(Labeled area outline records)
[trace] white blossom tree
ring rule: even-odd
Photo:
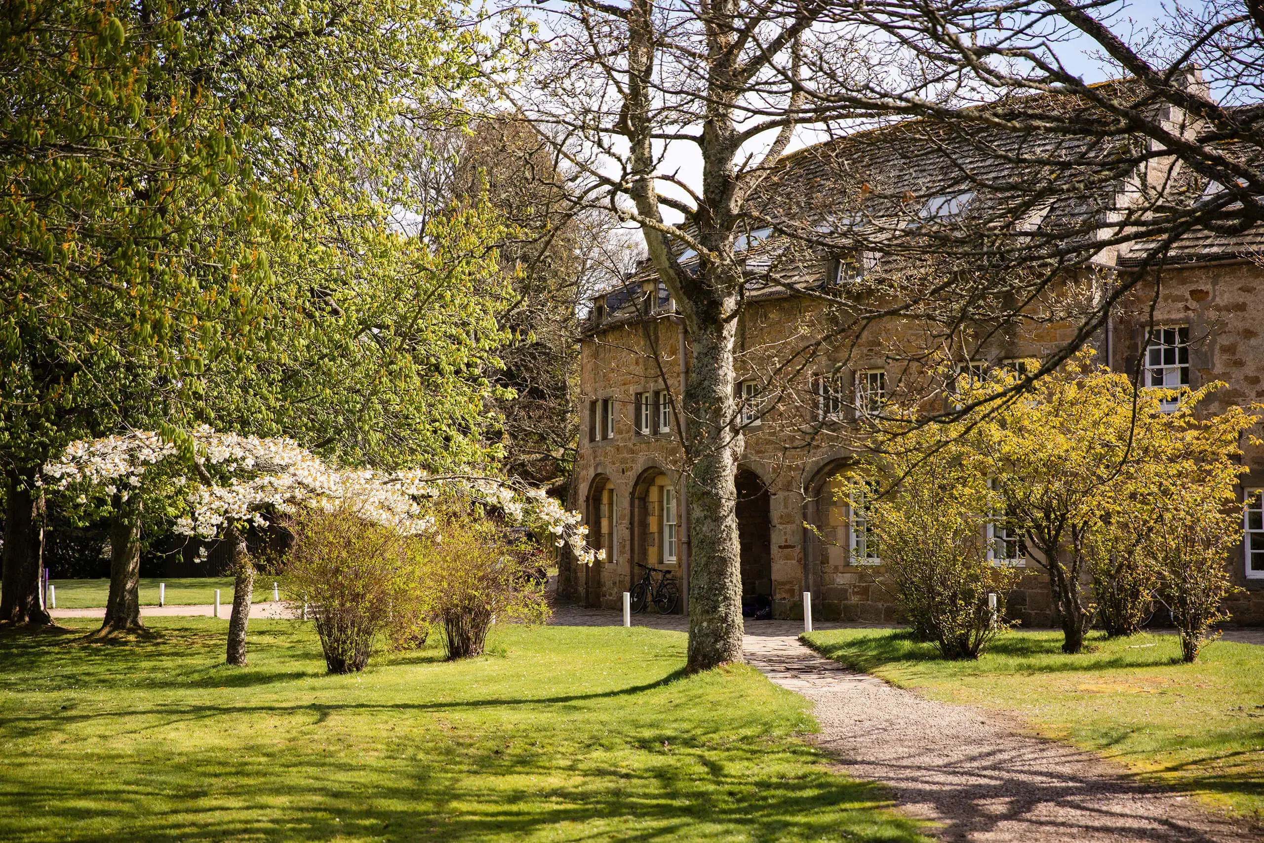
[[[585,564],[600,557],[585,541],[581,516],[568,512],[542,489],[477,473],[431,475],[421,470],[375,471],[337,468],[286,437],[241,436],[200,427],[177,442],[159,434],[134,431],[71,444],[43,469],[47,482],[75,497],[109,499],[115,509],[111,600],[102,633],[140,627],[138,518],[129,502],[145,492],[178,499],[177,533],[222,540],[231,547],[236,588],[229,622],[228,661],[245,664],[245,633],[254,588],[254,564],[243,532],[265,527],[268,516],[302,507],[334,511],[354,502],[365,519],[403,533],[434,527],[430,506],[444,489],[455,489],[471,503],[502,509],[516,523],[547,531],[561,547],[569,545]],[[118,579],[118,595],[114,580]]]

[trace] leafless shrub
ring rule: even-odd
[[[289,522],[284,562],[291,605],[313,613],[331,674],[364,670],[383,638],[426,640],[418,607],[415,537],[360,518],[354,507],[306,509]]]
[[[415,552],[426,613],[442,627],[449,658],[480,655],[494,621],[549,618],[544,552],[494,519],[450,516]]]

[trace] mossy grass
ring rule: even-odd
[[[220,603],[233,603],[231,576],[144,578],[140,580],[140,605],[158,605],[158,584],[167,584],[167,605],[207,605],[215,603],[215,589],[220,589]],[[57,589],[58,609],[92,609],[105,607],[110,594],[110,580],[53,580]],[[255,602],[272,599],[272,580],[255,578]]]
[[[1016,714],[1045,737],[1264,819],[1264,647],[1220,641],[1186,665],[1174,634],[1093,633],[1068,656],[1060,632],[1007,632],[978,661],[945,661],[904,631],[804,637],[895,685]]]
[[[0,633],[0,839],[923,840],[829,770],[800,696],[734,666],[683,675],[685,637],[493,627],[326,675],[313,631],[153,618]]]

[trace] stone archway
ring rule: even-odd
[[[750,469],[737,470],[737,536],[742,547],[742,597],[772,599],[772,521],[769,488]]]
[[[604,474],[593,479],[588,490],[584,522],[588,525],[588,543],[593,550],[604,550],[612,559],[614,550],[614,484]],[[584,574],[584,605],[602,608],[602,573],[608,562],[595,561]]]
[[[684,590],[684,546],[680,533],[680,493],[662,469],[651,466],[641,473],[632,488],[632,547],[627,554],[629,585],[645,575],[637,565],[675,573],[676,586]],[[676,612],[683,610],[683,602]]]

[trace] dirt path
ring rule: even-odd
[[[794,633],[761,632],[746,636],[747,660],[817,704],[820,746],[849,776],[890,786],[905,813],[940,823],[940,839],[1260,839],[1183,796],[1130,781],[1090,753],[1024,736],[973,708],[925,700],[849,671],[814,653]]]

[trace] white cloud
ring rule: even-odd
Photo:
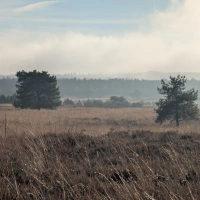
[[[49,6],[51,4],[58,3],[58,2],[59,1],[42,1],[42,2],[38,2],[38,3],[34,3],[34,4],[29,4],[29,5],[21,7],[21,8],[17,8],[14,10],[14,12],[15,13],[28,12],[28,11],[40,9],[40,8],[43,8],[43,7]]]
[[[199,7],[199,0],[179,2],[149,16],[140,30],[118,36],[1,33],[1,73],[200,72]]]

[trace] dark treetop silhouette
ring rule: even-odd
[[[55,76],[47,72],[19,71],[16,73],[17,91],[14,106],[19,108],[55,109],[61,105],[60,92]]]

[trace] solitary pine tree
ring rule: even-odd
[[[156,102],[158,106],[155,109],[158,114],[156,122],[162,124],[165,120],[175,122],[179,126],[183,120],[196,120],[198,119],[198,106],[194,101],[198,98],[198,91],[194,88],[185,91],[185,83],[187,79],[185,76],[178,75],[171,77],[170,81],[165,82],[161,80],[161,88],[158,92],[164,95],[165,98]]]
[[[19,71],[14,106],[19,108],[54,109],[61,105],[60,92],[55,76],[47,72]]]

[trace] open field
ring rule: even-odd
[[[199,121],[152,108],[0,110],[0,199],[200,199]]]

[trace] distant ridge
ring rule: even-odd
[[[124,74],[54,74],[58,79],[65,78],[77,78],[77,79],[139,79],[139,80],[160,80],[169,79],[170,76],[185,75],[188,80],[196,79],[200,80],[200,73],[196,72],[158,72],[158,71],[148,71],[139,73],[124,73]],[[0,79],[3,78],[15,78],[15,75],[0,75]]]

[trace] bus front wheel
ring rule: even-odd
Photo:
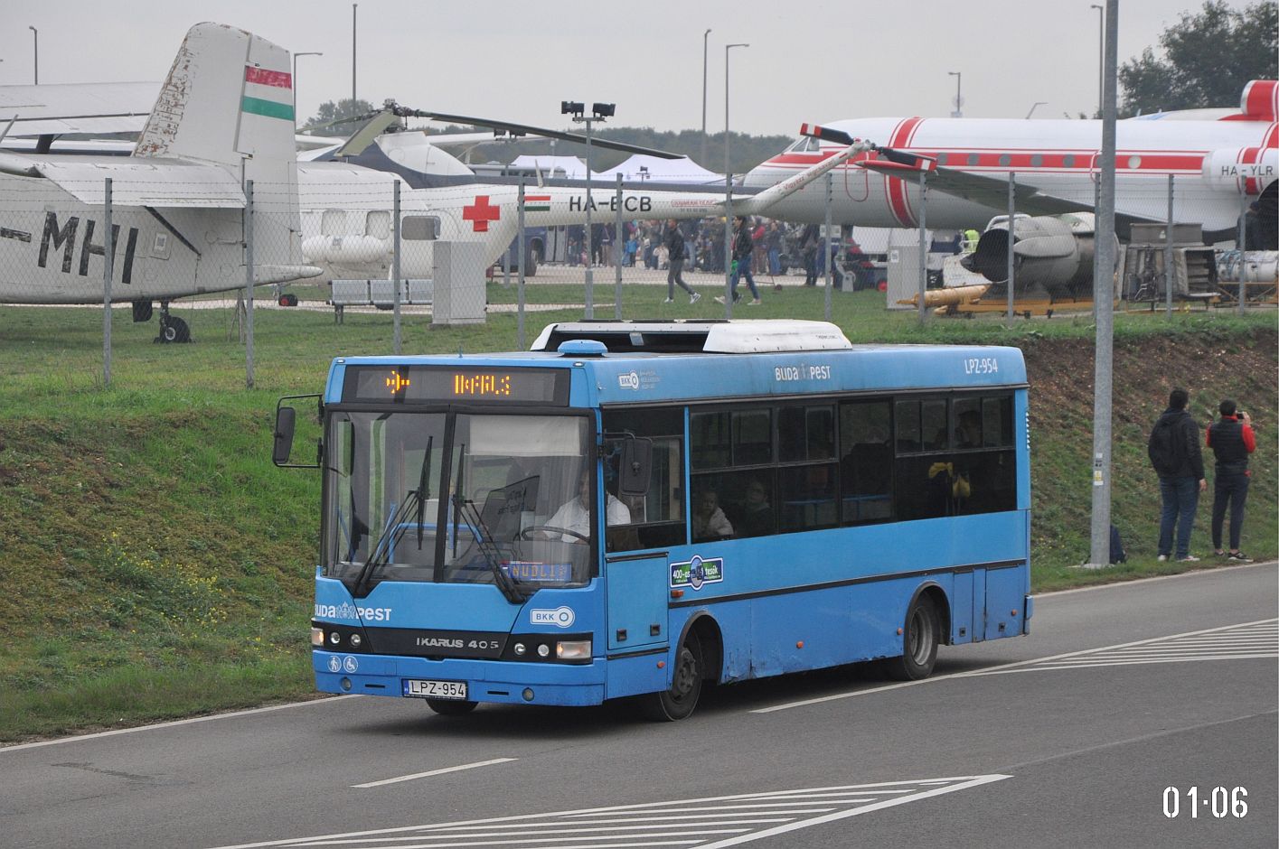
[[[645,716],[657,722],[674,722],[692,715],[697,698],[702,694],[703,670],[701,641],[696,633],[688,632],[675,652],[670,689],[643,697]]]
[[[899,682],[917,682],[932,674],[938,662],[938,643],[941,624],[938,607],[932,598],[921,595],[911,602],[906,611],[906,627],[902,630],[900,657],[886,657],[884,669],[890,678]]]
[[[476,702],[462,702],[453,698],[428,698],[426,706],[440,716],[462,716],[476,710]]]

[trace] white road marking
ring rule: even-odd
[[[385,846],[395,846],[395,849],[697,846],[698,849],[723,849],[908,802],[918,802],[944,793],[967,790],[1008,777],[1012,776],[976,775],[921,781],[798,788],[773,793],[648,802],[608,808],[317,835],[223,846],[221,849],[265,849],[266,846],[292,849],[315,849],[316,846],[343,846],[343,849]],[[816,809],[793,807],[797,804],[797,799],[807,795],[824,799],[825,807]],[[774,809],[739,813],[743,808],[767,807]],[[689,813],[694,811],[714,811],[714,813]],[[804,816],[801,818],[798,814]]]
[[[1271,637],[1271,634],[1274,634],[1274,637]],[[1196,646],[1196,642],[1191,638],[1200,638],[1201,641],[1210,638],[1220,639],[1228,648],[1233,648],[1234,651],[1223,651],[1223,642],[1218,642],[1200,644],[1197,650],[1198,653],[1186,653],[1183,650],[1189,650]],[[1256,651],[1259,644],[1265,646],[1265,651]],[[1126,653],[1133,651],[1149,653],[1145,657],[1141,655]],[[1102,655],[1102,652],[1113,652],[1113,655]],[[798,702],[760,707],[751,711],[751,713],[774,713],[776,711],[787,711],[793,707],[807,707],[810,705],[834,702],[842,698],[853,698],[856,696],[871,696],[874,693],[900,689],[903,687],[939,684],[957,678],[980,678],[982,675],[1007,675],[1010,673],[1046,671],[1054,669],[1081,669],[1085,666],[1170,664],[1193,660],[1252,660],[1259,657],[1279,657],[1279,619],[1260,619],[1257,621],[1223,625],[1220,628],[1209,628],[1206,630],[1192,630],[1184,634],[1152,637],[1150,639],[1138,639],[1136,642],[1119,643],[1117,646],[1102,646],[1101,648],[1086,648],[1083,651],[1067,652],[1064,655],[1049,655],[1048,657],[1021,660],[1013,664],[991,666],[990,669],[952,673],[950,675],[936,675],[934,678],[925,678],[917,682],[902,682],[900,684],[886,684],[884,687],[870,687],[845,693],[833,693],[830,696],[819,696],[817,698],[806,698]]]
[[[444,775],[445,772],[460,772],[463,770],[475,770],[481,766],[492,766],[494,763],[510,763],[512,761],[518,761],[519,758],[494,758],[491,761],[477,761],[475,763],[463,763],[462,766],[446,766],[443,770],[431,770],[430,772],[414,772],[413,775],[400,775],[394,779],[382,779],[381,781],[370,781],[367,784],[352,784],[350,786],[357,790],[365,790],[368,788],[380,788],[384,784],[399,784],[400,781],[413,781],[414,779],[428,779],[432,775]]]

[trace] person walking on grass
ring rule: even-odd
[[[675,303],[675,284],[688,293],[688,303],[697,303],[702,295],[693,292],[693,288],[684,283],[684,260],[688,257],[688,248],[684,245],[684,234],[679,231],[679,221],[670,219],[666,221],[666,299],[663,303]]]
[[[751,274],[751,254],[753,252],[755,238],[751,237],[751,225],[744,215],[738,216],[737,238],[733,239],[733,276],[729,280],[728,290],[733,294],[733,303],[741,300],[741,295],[737,294],[737,281],[742,279],[742,275],[746,275],[746,285],[751,289],[748,306],[758,307],[764,302],[760,300],[760,290],[755,288],[755,275]],[[719,295],[715,300],[724,303],[724,297]]]
[[[1221,418],[1207,426],[1207,446],[1216,456],[1216,473],[1212,476],[1212,551],[1219,557],[1232,563],[1252,563],[1252,559],[1239,551],[1239,536],[1243,528],[1243,502],[1248,499],[1248,454],[1257,448],[1252,432],[1252,417],[1237,412],[1236,403],[1227,398],[1218,407]],[[1230,550],[1221,549],[1221,526],[1225,523],[1225,508],[1230,508]]]
[[[1189,393],[1174,389],[1168,395],[1168,409],[1155,422],[1146,445],[1146,454],[1159,474],[1163,513],[1159,517],[1159,560],[1173,556],[1173,531],[1177,531],[1177,560],[1197,561],[1191,554],[1191,531],[1198,495],[1207,490],[1204,478],[1204,453],[1200,451],[1198,424],[1186,409]]]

### Prompt:
How many lines of the records above contain the string "white"? Reply with the number alone.

### Result:
3